Page excerpt
══════════════════════════════

This video is the nineteenth in our Content Strategy Advent Calendar series.
Bradley Fields, content strategist at Oregon Health & Science University, talks to us about content strategy, context and managing expectations. The advice is relevant to all who work in this field, and therefore, the video is unmissable.
Hi. I’m Bradley Fields. I love content strategy. It’s a pursuit that needs awareness, reflection, and imagination to work. But more than anything, it needs actual humans.
It needs their dynamics. And not only how they react (or don’t) to the work we create. But how they engage every step of our processes. It means managing human circumstances along the way—not just at publication, not just at launch.
So, for the next few minutes, a few ideas about handling those circumstances as an employee. For making the work of content strategy adapt to some of what we experience. Specifically:
* Getting an opportunity in content strategy
* Contributing, once you do
* And dealing with a tension I’ve experienced while trying to figure out how to contribute, even once it seemed the opportunity is mine
So first, be about the work, not the job title.
Our best work happens when we put people first. When how they’ll actually use what we make for them is more influential than how we think they will or how we think they should. In other words, when we always let their context be our guide.
When companies post job descriptions, they’re sharing clues about a problem that they have. We add context to those clues by reading their sites’ about pages, sifting through their Medium posts, and scanning their Twitter timelines.
If we see all this context but dismiss it for not using our jargon—for not matching our keywords—we dismiss opportunities. There are so many companies that won’t articulate their needs the way we would. That doesn’t mean they aren’t open to what we can do for them.
Finding a content strategy job is hard. Don’t make it harder by focusing only on descriptions or titles that read like the content strategy articles we read, write, and share.

══════════════════════════════

Dataset rows

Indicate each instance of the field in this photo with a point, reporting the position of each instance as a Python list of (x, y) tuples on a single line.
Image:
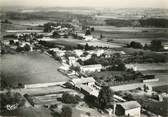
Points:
[(161, 89), (30, 68), (74, 42), (125, 35)]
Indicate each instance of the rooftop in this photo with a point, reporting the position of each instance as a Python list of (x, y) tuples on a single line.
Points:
[(83, 80), (130, 105)]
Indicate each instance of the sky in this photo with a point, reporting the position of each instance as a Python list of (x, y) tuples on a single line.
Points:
[(88, 3)]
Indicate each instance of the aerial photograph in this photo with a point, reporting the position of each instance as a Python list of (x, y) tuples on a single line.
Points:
[(83, 58)]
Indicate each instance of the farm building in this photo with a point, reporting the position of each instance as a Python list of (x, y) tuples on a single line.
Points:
[(86, 85), (88, 81), (130, 108), (91, 68)]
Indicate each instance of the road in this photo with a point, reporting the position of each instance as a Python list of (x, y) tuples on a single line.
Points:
[(38, 91), (136, 85)]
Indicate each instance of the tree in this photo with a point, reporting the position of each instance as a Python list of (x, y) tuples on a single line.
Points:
[(66, 111), (11, 42), (75, 68), (105, 97), (88, 32), (136, 45), (55, 34), (27, 47), (156, 45)]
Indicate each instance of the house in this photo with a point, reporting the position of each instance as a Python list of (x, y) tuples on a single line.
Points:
[(91, 68), (78, 52), (86, 85), (132, 66), (86, 81), (89, 90), (72, 60), (130, 108)]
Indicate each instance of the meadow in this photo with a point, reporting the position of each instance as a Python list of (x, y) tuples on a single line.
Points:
[(30, 68)]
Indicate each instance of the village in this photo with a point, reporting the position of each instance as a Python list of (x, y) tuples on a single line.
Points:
[(90, 95), (67, 68)]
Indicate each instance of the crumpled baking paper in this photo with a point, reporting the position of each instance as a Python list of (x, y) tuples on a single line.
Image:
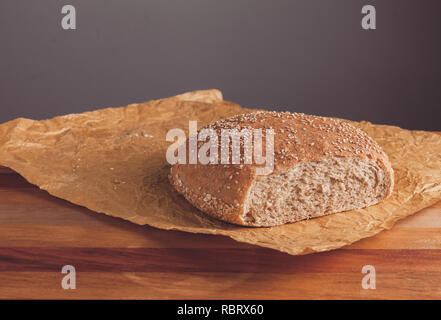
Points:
[(113, 161)]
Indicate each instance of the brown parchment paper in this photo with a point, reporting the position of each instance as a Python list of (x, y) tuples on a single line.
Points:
[(113, 161)]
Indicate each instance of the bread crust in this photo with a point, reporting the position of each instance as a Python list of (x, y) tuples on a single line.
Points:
[(220, 190)]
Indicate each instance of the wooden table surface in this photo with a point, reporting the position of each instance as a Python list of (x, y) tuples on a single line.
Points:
[(116, 259)]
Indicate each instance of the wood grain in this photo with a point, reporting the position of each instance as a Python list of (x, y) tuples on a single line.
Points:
[(119, 260)]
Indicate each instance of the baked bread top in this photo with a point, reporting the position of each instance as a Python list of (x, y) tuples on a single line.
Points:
[(220, 190)]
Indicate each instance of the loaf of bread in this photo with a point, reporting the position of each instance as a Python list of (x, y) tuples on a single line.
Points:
[(321, 166)]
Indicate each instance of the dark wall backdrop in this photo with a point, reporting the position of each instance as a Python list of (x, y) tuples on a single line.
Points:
[(307, 56)]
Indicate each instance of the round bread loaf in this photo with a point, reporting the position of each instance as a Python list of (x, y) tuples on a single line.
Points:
[(321, 166)]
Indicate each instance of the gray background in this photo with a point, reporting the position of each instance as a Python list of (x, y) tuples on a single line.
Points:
[(306, 56)]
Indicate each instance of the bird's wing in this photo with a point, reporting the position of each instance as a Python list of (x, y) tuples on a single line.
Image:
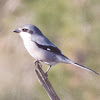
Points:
[(44, 43)]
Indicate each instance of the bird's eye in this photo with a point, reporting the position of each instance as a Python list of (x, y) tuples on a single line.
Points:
[(24, 30)]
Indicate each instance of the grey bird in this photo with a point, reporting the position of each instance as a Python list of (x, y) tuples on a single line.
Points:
[(40, 47)]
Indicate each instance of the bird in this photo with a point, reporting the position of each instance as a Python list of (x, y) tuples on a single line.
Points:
[(42, 49)]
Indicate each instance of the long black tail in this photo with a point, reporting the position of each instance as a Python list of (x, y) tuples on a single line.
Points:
[(81, 66)]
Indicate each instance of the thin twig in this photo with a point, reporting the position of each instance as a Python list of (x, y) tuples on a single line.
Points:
[(45, 82)]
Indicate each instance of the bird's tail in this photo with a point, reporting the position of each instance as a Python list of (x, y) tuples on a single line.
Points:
[(78, 65)]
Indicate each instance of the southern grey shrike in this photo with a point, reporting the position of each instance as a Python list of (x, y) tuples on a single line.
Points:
[(40, 48)]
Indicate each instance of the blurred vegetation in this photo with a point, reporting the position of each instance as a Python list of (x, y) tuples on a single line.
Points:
[(73, 25)]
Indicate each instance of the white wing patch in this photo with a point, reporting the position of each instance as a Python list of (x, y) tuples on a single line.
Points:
[(48, 49)]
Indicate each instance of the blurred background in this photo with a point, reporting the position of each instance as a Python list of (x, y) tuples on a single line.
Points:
[(72, 25)]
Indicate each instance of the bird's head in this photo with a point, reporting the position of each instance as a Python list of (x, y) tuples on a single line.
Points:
[(28, 31)]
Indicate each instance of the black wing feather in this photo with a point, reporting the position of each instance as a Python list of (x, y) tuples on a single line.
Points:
[(49, 48)]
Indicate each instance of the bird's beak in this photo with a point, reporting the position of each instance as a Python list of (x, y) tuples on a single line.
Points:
[(17, 31)]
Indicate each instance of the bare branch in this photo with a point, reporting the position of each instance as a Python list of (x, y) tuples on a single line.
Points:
[(45, 82)]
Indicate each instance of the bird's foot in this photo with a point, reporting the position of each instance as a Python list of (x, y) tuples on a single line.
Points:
[(46, 74), (37, 63)]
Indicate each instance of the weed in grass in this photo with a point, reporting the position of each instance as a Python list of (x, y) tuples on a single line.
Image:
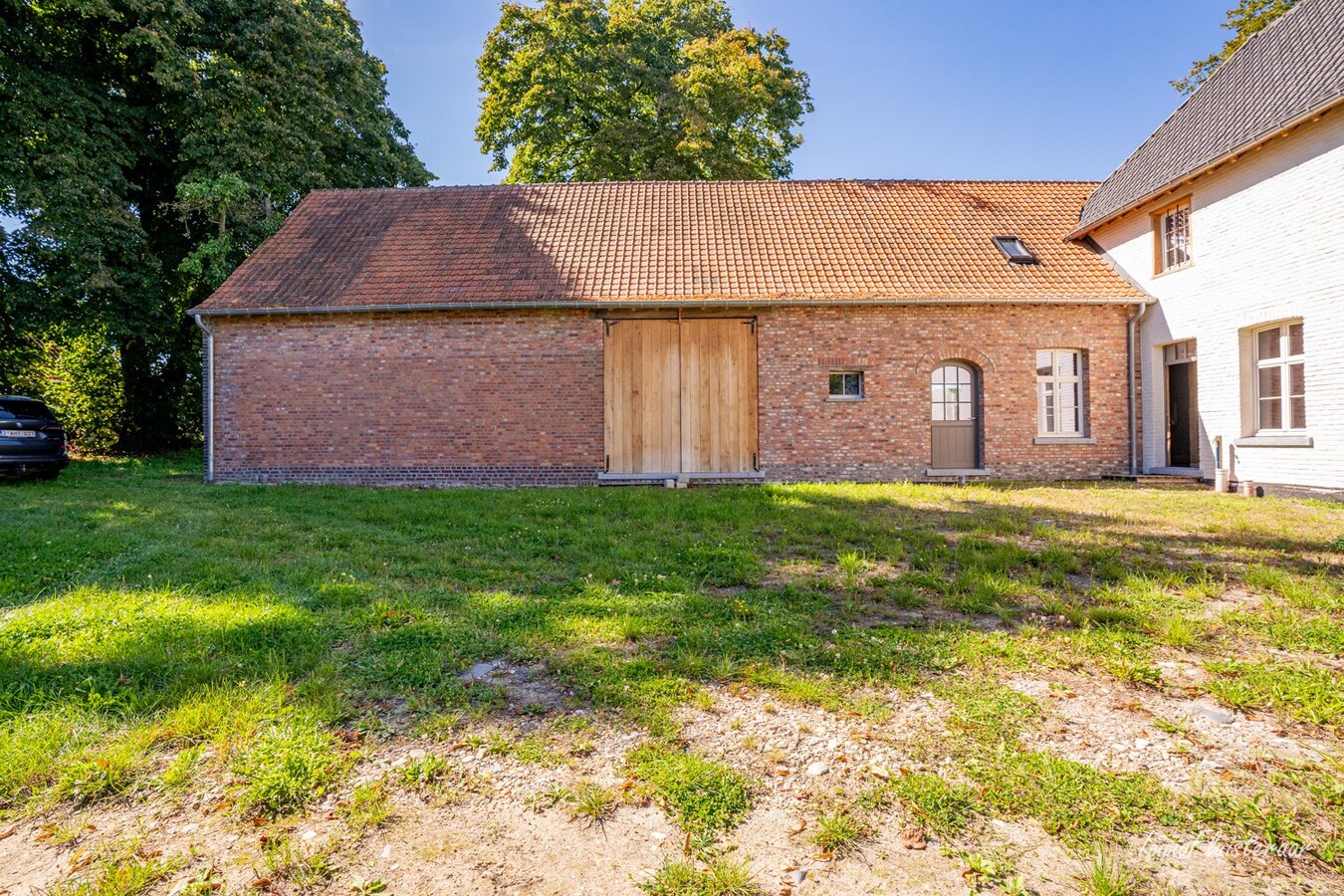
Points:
[(719, 877), (1108, 876), (1298, 689), (706, 796), (840, 831), (1179, 631), (181, 770), (365, 808), (204, 883), (995, 869), (121, 869), (111, 772), (422, 772), (851, 565), (593, 803), (549, 798), (941, 806), (287, 766), (300, 865)]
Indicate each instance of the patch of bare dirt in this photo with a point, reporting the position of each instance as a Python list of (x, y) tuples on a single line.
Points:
[(1186, 743), (495, 823)]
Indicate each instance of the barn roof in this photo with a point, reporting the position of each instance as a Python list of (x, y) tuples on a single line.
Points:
[(1282, 76), (744, 242)]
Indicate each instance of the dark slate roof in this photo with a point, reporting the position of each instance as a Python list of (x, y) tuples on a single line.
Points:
[(1290, 70), (675, 243)]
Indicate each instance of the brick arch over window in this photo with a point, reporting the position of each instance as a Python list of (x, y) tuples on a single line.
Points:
[(943, 352)]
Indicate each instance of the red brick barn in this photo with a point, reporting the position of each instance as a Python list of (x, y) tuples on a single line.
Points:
[(576, 334)]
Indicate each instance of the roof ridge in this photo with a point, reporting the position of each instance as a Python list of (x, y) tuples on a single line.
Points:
[(707, 183), (1250, 41)]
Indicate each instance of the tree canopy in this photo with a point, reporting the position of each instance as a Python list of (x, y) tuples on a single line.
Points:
[(1244, 20), (637, 91), (148, 145)]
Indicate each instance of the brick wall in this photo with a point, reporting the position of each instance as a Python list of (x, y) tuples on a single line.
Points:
[(409, 399), (887, 435), (442, 399)]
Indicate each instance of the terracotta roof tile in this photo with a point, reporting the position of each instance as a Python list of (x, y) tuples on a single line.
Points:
[(674, 242)]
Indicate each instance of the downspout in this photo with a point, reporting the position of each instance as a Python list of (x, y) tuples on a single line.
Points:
[(208, 336), (1132, 342)]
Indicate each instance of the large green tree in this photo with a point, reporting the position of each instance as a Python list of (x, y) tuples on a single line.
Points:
[(148, 145), (1244, 20), (637, 91)]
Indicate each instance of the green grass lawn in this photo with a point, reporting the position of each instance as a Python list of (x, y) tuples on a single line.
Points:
[(154, 631)]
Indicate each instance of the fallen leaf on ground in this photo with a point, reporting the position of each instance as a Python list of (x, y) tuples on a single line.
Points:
[(914, 838)]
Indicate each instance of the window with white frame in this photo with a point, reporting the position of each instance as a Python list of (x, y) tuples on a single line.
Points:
[(1059, 391), (1279, 377), (845, 385), (1172, 231)]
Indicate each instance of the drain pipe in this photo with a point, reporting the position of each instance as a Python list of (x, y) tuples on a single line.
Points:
[(1132, 353), (208, 373)]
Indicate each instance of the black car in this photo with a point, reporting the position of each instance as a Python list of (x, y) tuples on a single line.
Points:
[(33, 442)]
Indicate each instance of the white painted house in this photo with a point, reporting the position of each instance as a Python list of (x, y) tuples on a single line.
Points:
[(1232, 216)]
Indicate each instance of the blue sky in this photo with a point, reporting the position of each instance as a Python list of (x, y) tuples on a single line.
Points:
[(1047, 89), (1051, 89)]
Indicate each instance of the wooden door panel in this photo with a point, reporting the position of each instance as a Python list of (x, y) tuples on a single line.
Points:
[(718, 395), (953, 446), (642, 375)]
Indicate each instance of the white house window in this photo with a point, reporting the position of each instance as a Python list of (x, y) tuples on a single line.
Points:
[(847, 385), (1059, 391), (1279, 377), (1174, 247)]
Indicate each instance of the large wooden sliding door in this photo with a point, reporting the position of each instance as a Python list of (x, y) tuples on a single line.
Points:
[(718, 396), (680, 396), (642, 396)]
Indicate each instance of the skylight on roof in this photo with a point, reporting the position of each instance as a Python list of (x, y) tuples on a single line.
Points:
[(1014, 250)]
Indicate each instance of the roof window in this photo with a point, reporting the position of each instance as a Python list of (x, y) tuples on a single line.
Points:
[(1014, 250)]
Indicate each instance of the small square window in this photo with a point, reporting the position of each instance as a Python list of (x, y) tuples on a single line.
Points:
[(847, 384), (1014, 250), (1172, 243)]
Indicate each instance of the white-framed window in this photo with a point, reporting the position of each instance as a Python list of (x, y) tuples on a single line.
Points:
[(1059, 391), (1171, 227), (1279, 377), (845, 385)]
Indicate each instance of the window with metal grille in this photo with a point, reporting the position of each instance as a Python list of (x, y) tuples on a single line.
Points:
[(1059, 391), (847, 384), (953, 394), (1279, 377), (1174, 249)]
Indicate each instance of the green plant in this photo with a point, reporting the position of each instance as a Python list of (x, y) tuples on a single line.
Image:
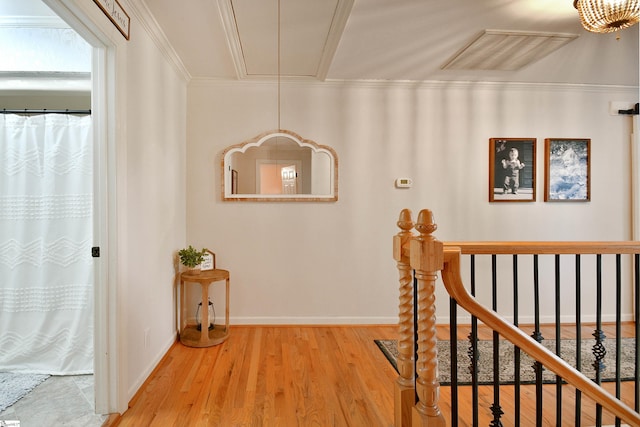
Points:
[(191, 257)]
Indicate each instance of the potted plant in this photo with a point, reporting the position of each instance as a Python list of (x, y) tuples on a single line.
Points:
[(191, 258)]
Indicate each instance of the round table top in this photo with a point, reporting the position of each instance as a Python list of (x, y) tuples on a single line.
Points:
[(205, 276)]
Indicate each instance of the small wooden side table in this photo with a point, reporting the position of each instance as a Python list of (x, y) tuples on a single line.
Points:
[(190, 335)]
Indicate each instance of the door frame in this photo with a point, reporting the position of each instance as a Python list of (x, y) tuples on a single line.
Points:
[(109, 373)]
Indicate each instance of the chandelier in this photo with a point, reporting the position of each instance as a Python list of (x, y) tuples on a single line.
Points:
[(605, 16)]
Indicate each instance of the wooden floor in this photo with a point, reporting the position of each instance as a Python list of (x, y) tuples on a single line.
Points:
[(303, 376)]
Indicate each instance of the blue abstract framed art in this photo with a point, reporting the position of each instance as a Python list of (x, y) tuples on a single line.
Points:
[(568, 170)]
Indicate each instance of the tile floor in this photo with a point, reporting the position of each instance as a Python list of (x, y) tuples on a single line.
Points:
[(58, 401)]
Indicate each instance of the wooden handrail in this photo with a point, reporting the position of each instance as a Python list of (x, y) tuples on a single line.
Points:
[(551, 248), (453, 283)]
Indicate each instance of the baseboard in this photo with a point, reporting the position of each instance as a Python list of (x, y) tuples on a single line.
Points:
[(152, 366), (292, 320)]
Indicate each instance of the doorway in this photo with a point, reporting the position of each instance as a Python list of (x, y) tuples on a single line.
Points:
[(108, 398)]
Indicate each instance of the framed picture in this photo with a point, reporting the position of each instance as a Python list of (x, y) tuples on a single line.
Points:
[(567, 170), (512, 169)]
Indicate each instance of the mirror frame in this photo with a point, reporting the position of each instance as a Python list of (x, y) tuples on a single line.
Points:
[(256, 142)]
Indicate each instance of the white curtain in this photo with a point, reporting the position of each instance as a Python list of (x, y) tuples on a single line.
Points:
[(46, 227)]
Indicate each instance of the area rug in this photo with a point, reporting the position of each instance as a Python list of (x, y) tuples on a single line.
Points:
[(527, 373), (14, 387)]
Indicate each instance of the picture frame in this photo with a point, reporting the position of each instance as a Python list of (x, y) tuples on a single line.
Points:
[(512, 180), (567, 170)]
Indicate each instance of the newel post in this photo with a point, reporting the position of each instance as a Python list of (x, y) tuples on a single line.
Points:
[(427, 258), (404, 391)]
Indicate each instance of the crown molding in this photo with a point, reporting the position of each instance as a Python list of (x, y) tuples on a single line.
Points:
[(33, 22), (143, 14)]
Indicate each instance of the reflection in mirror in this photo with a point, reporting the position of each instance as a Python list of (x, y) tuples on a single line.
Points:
[(279, 166)]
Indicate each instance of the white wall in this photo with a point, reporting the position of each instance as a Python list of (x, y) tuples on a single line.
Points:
[(155, 203), (332, 262)]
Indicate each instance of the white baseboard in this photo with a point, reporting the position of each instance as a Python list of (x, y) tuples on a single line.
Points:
[(292, 320), (154, 363)]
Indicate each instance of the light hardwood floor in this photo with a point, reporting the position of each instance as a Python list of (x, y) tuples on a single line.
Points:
[(302, 376)]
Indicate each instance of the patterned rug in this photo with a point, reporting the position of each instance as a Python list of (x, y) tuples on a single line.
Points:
[(14, 387), (527, 373)]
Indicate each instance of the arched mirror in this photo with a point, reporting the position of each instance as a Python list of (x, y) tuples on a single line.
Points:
[(279, 166)]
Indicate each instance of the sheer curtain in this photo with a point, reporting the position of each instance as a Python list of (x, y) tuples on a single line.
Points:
[(46, 226)]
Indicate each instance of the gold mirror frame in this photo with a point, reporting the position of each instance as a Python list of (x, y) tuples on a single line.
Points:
[(229, 175)]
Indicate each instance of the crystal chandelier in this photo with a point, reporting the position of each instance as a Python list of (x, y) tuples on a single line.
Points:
[(605, 16)]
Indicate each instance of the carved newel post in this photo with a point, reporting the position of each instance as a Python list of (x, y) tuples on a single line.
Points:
[(404, 391), (427, 258)]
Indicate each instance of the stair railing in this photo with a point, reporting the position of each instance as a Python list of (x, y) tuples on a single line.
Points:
[(417, 390)]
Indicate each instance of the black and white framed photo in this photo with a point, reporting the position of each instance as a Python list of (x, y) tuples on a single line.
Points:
[(567, 170), (512, 169)]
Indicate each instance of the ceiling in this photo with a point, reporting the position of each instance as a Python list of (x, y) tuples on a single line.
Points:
[(406, 40), (402, 40)]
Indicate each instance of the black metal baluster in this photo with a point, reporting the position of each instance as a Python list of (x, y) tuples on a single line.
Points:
[(618, 327), (453, 340), (598, 349), (537, 335), (495, 407), (578, 412), (473, 350), (516, 350), (636, 310), (558, 343)]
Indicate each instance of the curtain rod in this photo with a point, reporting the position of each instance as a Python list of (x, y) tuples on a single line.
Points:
[(44, 111)]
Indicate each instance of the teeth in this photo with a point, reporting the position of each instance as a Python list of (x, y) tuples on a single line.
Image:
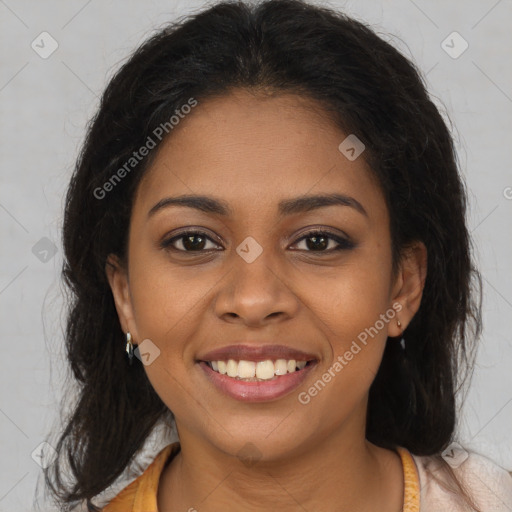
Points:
[(264, 369), (261, 370), (221, 365), (246, 369), (232, 368)]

══════════════════════════════

Exercises
1. According to the content strategy talk, what three qualities does content strategy need in order to work?
2. Output the part of the content strategy talk starting with "When companies post" and going on through "their Twitter timelines.", copied exactly.
You won't need the entries for any of these tasks.

Responses to the exercise
1. Awareness, reflection, and imagination.

2.
When companies post job descriptions, they’re sharing clues about a problem that they have. We add context to those clues by reading their sites’ about pages, sifting through their Medium posts, and scanning their Twitter timelines.